Coordinate annotation records
# # # # #

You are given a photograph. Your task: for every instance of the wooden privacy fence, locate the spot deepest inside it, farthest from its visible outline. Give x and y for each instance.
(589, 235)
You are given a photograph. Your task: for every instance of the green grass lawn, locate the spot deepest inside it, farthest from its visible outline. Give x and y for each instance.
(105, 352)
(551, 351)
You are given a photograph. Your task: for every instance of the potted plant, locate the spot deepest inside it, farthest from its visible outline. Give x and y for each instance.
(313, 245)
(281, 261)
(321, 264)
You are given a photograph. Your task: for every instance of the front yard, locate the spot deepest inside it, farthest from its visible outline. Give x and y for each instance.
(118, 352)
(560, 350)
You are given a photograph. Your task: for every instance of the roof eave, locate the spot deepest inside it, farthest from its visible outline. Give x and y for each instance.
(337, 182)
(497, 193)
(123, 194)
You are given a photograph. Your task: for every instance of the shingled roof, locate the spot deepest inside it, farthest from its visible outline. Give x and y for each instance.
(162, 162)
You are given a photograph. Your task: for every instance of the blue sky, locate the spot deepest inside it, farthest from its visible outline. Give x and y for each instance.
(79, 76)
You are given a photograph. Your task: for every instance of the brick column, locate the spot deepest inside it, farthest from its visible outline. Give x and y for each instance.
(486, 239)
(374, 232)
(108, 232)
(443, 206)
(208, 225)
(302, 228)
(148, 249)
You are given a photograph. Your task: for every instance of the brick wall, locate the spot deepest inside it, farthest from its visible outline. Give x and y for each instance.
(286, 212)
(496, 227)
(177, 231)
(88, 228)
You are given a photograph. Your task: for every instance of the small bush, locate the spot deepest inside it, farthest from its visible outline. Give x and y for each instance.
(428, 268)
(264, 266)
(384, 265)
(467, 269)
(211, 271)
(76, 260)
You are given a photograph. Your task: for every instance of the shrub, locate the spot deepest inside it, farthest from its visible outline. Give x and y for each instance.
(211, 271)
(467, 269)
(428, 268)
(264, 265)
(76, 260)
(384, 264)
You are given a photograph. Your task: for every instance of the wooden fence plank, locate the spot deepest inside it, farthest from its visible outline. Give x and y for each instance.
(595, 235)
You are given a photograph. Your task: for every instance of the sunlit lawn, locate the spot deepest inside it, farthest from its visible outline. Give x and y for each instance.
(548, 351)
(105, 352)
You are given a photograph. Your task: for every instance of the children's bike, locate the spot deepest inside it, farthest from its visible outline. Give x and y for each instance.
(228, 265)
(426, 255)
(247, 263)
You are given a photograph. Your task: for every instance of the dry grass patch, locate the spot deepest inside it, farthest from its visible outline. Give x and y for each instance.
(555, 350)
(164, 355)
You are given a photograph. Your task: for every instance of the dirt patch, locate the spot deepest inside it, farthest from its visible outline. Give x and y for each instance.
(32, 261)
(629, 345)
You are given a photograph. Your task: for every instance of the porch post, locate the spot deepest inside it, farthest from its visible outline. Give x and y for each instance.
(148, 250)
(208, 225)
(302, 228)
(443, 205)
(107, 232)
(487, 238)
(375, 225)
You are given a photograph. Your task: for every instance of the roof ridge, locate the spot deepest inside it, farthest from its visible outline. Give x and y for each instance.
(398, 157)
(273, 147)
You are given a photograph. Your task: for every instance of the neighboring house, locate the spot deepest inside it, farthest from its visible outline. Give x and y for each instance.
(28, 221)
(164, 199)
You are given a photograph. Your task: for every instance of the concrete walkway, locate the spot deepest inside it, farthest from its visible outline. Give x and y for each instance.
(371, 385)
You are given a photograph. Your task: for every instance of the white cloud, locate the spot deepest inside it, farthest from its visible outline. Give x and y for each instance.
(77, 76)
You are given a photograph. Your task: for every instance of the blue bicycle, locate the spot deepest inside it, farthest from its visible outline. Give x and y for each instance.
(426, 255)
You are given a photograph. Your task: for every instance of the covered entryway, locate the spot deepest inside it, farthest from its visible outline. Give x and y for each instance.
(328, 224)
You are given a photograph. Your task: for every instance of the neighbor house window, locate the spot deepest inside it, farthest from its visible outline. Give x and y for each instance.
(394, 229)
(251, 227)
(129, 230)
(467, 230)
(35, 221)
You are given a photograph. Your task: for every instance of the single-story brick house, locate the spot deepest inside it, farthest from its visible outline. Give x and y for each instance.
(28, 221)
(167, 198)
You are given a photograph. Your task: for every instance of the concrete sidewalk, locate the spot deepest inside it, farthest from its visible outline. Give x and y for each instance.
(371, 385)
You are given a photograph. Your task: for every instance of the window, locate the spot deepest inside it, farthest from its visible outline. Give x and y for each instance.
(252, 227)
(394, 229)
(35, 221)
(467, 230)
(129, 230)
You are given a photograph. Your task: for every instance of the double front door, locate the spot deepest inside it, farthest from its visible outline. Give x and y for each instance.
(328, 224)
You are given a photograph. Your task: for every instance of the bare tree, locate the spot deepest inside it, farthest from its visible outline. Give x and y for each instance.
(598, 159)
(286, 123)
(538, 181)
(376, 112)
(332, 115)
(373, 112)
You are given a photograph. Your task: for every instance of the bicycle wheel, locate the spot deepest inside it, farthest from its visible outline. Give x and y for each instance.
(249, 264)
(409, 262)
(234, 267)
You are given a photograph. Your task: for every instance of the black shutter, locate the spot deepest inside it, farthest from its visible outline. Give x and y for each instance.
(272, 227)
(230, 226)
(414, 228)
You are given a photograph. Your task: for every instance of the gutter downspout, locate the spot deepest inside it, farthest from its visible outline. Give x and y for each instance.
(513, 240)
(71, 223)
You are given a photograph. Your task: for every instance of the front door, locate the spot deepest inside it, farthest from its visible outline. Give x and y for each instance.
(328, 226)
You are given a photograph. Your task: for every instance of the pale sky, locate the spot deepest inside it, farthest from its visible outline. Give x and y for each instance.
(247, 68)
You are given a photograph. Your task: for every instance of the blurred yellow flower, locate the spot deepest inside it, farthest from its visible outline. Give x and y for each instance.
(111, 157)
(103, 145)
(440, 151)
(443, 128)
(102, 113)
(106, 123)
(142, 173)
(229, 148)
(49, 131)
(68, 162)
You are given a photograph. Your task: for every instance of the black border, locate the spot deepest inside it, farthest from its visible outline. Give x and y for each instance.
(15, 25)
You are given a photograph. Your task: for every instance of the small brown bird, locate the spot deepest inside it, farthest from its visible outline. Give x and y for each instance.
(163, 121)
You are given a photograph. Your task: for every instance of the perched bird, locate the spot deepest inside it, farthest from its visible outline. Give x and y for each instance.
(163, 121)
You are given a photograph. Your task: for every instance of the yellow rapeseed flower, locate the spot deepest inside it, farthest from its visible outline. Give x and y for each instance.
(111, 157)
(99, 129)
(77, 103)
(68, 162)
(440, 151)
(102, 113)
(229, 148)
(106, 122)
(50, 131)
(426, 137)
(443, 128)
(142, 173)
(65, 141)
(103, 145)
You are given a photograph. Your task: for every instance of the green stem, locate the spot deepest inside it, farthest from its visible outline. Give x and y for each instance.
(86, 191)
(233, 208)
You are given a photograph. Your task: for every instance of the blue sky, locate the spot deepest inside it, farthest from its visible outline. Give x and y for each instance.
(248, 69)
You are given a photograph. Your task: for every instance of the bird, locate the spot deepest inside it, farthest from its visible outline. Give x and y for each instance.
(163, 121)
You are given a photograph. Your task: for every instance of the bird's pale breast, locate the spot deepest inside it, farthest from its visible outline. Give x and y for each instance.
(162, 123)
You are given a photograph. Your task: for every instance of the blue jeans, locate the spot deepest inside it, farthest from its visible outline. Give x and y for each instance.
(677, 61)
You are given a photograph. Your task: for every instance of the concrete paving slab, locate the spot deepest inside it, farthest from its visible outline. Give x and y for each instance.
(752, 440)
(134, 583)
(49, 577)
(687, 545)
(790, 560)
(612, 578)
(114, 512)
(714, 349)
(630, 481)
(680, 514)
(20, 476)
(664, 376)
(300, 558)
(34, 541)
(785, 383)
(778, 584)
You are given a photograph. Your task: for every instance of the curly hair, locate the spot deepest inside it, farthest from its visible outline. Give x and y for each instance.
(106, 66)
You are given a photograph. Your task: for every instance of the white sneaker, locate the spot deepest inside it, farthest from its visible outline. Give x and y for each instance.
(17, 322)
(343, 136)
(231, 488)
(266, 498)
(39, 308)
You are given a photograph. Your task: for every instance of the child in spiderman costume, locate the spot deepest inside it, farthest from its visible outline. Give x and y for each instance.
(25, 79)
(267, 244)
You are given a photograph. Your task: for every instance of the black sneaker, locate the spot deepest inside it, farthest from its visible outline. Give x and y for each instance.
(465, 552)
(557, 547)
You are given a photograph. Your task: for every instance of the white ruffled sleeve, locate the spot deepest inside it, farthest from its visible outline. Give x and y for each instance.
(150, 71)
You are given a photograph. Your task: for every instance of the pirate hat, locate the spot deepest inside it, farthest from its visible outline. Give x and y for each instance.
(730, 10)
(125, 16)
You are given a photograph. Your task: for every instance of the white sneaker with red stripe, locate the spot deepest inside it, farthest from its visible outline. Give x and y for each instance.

# # # # #

** Exercise brief **
From the line containing "the white ruffled" to the last line of the material, please quote every line exactly and only those.

** Written solution **
You are given a photograph. Your task: for every instance of the white ruffled sleeve, locate the spot deepest inside it, farthest from its visible outline. Give x and y for each instance.
(150, 71)
You are given a photograph. Your task: for every instance of the pirate hat, locate the spot deepest inside it, farthest from its visible outline. Give x and y for each instance.
(730, 10)
(125, 16)
You are given a photograph. Your task: for every instance of the white sneaker with red stripe, locate the spot deepest inside it, farthest from its visible outline. Give x and y for each instance.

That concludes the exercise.